• Extract to read
My fault - should have had a test drive before ordering / buying.


----------



## JohnsCrossMotorHomes

http://www.swiftleisure.co.uk/motorhomes/mondial/mondial-range

Extra 3" legroom amongst many other improvements.

Peter


----------



## Mike48

And the Autocruise Rhythm which is identical to the Mondial. There is an extra 3" and is fine for me and I'm 6ft 1".


----------



## Steamdrivenandy

JohnsCrossMotorHomes said:


> http://www.swiftleisure.co.uk/motorhomes/mondial/mondial-range
> 
> Extra 3" legroom amongst many other improvements.
> 
> Peter


Peter I've not seen a 2010 model yet and wonder if you know where Swift got the 3" extra rearward driver seat movement from?

Obviously they must've moved the front wall of the washroom backwards 'cos that's what was impeding rearward seat movement before. However have they reduced the washroom size by 3" or have they moved the whole washroom back leaving it the same size. If they've done the latter have they taken 3" off the wardrobe or has the offside rear bench been shortened by 3".

Something's got to have given somewhere.

Incidentally I'm 6ft 2" and even with a driver's seat that'll go right back my shin rubs on the lower dash shelf most of the time. I believe it's one of the results of fitting swivels to the seats which raise them a couple of inches. That's why I'm interested in the lowered seat frames you can buy. That and not having to slightly tilt my head to look under the sun visor/windscreen top edge all the time.

Andy


----------

• Given material
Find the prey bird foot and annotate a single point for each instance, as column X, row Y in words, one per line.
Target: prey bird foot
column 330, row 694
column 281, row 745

• Objectives
- A) Write out again the part of the motorhome legroom thread starting with "Obviously they must've" and going on through "have given somewhere.".
- B) In the motorhome legroom thread, which usernames appear as headings above the posts?

• Answer list
- A)
Obviously they must've moved the front wall of the washroom backwards 'cos that's what was impeding rearward seat movement before. However have they reduced the washroom size by 3" or have they moved the whole washroom back leaving it the same size. If they've done the latter have they taken 3" off the wardrobe or has the offside rear bench been shortened by 3".

Something's got to have given somewhere.

- B)
JohnsCrossMotorHomes
Mike48
Steamdrivenandy